Task goal
In the movie review below, where does Emily's boyfriend break up with her?

Selected text
■ ■ ■

The Sometimes Funny SNATCHED is What White American Woman Privilege Looks Like in a Foreign Country



SNATCHED starts off innocent enough, for Amy Schumer standards. Emily (Schumer), a young woman with her head up her own a$$, is all hyped for her impending Ecuadorian vacation with her boyfriend (Randall Park) when he abruptly breaks up with her in the middle of a hipster cafe. Left companion-less for her getaway, she hits up Facebook looking for a replacement traveler. In vain, because she isn't really popular among her "friends," compelling her to seek refuge from her now overwhelming life on her mother Linda's (Goldie Hawn) comfy couch.

I figured I'd just get all the white woman privilege tropes out of the way in the first paragraph of this post. There, now that's done. Long story short, Emily eventually convinces her reclusive, cat-obsessed mom "of a certain age," who still coddles her grown a$$ son (Ike Barinholtz), to fly with her across the world. And for a while, Schumer's typical "white girl trash" routine works well with Hawn's conservative, cat lady act, hilariously so. Mostly because you really just want it to, but also because it's Mother's Day this weekend and there isn't anything else coming out in theaters that celebrates moms. Sadly.

■ ■ ■

Given information
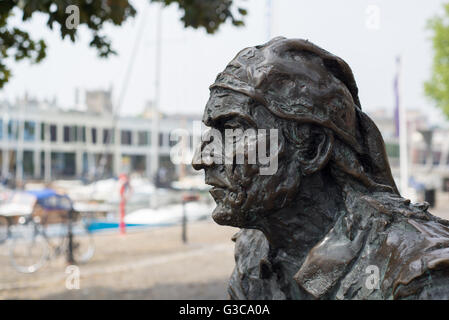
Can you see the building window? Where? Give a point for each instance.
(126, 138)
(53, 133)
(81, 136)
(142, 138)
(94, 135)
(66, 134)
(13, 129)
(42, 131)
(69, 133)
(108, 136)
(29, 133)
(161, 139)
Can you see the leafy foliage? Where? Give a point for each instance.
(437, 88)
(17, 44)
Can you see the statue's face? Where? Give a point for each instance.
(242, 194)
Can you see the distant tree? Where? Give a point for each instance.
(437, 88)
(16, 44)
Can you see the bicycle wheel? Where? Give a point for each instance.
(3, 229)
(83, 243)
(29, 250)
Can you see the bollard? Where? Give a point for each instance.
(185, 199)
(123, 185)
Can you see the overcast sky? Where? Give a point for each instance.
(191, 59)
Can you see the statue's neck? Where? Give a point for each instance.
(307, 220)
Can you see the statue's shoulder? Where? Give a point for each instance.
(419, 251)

■ ■ ■

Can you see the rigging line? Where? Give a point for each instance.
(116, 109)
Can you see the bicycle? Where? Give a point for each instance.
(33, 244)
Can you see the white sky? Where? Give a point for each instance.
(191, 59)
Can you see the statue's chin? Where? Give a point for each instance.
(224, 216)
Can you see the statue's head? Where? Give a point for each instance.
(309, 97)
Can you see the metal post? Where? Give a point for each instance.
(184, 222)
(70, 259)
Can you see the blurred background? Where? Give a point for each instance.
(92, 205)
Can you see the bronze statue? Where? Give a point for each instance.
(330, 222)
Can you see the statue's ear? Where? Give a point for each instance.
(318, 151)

■ ■ ■

Task result
He breaks up with her in the middle of a hipster cafe.